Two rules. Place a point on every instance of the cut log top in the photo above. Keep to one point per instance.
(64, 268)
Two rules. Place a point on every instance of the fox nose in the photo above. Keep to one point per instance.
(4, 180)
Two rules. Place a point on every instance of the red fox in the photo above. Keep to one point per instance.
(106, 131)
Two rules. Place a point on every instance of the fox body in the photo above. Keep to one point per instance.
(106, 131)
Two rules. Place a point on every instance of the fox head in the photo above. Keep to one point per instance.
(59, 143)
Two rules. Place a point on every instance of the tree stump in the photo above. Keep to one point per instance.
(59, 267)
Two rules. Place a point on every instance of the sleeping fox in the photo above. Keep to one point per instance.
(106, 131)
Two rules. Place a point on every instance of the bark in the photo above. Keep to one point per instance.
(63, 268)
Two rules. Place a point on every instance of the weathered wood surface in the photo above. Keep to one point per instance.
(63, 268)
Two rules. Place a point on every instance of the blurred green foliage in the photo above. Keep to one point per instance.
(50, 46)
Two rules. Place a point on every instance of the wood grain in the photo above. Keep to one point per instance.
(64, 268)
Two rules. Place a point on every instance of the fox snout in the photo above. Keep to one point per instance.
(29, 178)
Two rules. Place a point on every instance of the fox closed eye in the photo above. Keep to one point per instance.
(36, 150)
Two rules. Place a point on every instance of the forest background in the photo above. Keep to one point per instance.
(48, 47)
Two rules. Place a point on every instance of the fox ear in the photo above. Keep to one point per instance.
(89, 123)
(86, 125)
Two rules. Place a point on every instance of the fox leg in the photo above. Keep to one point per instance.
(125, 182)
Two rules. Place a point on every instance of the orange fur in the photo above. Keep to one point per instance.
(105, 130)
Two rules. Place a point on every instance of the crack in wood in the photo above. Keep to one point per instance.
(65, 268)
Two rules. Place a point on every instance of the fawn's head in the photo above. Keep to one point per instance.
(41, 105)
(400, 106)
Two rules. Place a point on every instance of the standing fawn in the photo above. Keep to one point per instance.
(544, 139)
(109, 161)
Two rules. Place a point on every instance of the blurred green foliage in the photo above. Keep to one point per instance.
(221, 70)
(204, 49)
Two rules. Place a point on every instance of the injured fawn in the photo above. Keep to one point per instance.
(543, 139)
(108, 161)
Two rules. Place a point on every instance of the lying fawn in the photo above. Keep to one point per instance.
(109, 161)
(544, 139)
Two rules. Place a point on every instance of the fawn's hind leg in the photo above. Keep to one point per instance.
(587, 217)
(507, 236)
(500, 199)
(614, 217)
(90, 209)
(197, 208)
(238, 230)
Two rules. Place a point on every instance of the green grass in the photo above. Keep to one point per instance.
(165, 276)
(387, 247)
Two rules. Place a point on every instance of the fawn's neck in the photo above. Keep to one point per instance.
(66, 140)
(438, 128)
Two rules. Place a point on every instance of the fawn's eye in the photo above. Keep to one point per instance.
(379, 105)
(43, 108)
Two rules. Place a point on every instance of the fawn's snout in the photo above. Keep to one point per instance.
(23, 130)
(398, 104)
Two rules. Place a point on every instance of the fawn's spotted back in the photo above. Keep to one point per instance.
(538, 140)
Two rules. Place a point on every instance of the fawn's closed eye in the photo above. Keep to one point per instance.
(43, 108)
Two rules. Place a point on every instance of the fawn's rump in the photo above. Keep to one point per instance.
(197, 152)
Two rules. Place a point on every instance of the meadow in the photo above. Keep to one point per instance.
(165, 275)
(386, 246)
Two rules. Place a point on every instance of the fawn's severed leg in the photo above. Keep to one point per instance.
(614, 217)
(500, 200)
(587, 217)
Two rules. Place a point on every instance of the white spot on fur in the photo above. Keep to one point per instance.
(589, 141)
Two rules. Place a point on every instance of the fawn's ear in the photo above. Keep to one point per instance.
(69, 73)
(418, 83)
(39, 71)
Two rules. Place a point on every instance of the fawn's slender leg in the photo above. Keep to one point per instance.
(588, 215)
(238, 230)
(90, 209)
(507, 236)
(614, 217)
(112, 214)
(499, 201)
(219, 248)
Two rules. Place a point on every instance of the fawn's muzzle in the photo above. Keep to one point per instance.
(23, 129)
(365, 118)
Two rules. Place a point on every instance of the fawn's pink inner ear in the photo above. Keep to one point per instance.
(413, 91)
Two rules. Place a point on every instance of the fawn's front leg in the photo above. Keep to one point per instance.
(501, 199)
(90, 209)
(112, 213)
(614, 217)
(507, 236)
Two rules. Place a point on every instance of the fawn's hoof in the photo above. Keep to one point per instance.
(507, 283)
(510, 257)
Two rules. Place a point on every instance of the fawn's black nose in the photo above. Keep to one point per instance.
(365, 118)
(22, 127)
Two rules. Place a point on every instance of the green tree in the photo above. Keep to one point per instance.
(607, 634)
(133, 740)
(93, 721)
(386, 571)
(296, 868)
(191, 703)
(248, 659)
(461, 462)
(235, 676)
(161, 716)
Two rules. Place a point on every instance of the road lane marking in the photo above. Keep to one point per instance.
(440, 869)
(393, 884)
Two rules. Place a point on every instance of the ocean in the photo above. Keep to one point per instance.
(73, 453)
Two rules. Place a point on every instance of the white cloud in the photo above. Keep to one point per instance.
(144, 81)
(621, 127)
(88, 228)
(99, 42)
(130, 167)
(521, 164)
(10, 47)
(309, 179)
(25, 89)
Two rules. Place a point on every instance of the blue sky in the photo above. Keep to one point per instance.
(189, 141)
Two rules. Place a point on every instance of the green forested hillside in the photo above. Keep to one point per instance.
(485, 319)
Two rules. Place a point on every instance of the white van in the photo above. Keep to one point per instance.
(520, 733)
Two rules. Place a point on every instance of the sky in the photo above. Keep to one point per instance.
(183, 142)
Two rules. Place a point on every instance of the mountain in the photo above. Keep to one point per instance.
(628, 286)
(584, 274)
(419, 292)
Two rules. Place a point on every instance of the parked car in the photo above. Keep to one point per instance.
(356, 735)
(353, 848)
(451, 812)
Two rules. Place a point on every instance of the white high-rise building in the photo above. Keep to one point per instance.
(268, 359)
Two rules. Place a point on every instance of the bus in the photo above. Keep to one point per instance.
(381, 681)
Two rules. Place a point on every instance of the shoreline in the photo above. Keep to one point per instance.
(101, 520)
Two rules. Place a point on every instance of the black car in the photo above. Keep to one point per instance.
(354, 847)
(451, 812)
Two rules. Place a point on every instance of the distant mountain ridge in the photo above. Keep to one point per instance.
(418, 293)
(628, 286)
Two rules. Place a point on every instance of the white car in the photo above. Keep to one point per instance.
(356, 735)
-- -- --
**TO BE DONE**
Look above for the line containing "the green forested", then transcribe it and all lines after it through the last, exactly and with nothing else.

**COMPLETE RESPONSE**
Two rules. Place a point on every instance of the green forested hillside in the photo above. Keep to one point per instance.
(485, 319)
Two rules. Place a point on every instance of the white van in the photo above. Keep to one point per instance.
(520, 733)
Two rules. Place a point on every instance of the sky in the photo above. Keep to one point per instance.
(183, 142)
Two rules. Place a point on every instance of the mountain in the photo above. Keep to one point per instance.
(628, 286)
(584, 274)
(419, 292)
Two rules. Place a point on every instance of the parked car in the photo above. Keep to one point per instance.
(356, 735)
(353, 848)
(451, 812)
Two rules. Place a point on every instance of the white high-rise building in the photo above. Keep to one point per instance.
(268, 359)
Two rules. Place a point on every instance of the bus in the photo above. Keep to one point per instance.
(381, 681)
Two rules. Place a point on every instance of the shoreline in the photo above. Keep to one point per instance.
(101, 520)
Two rules. Place a point on every instance of the black car in the photo above. Keep to one point per instance.
(354, 847)
(451, 812)
Two rules. Place a point on every instance of the distant mountain ridge in the photo above. Keep to one point per instance.
(418, 293)
(628, 286)
Two rules. Place a point on every instance of the white car in the photo above. Keep to one point per instance.
(356, 735)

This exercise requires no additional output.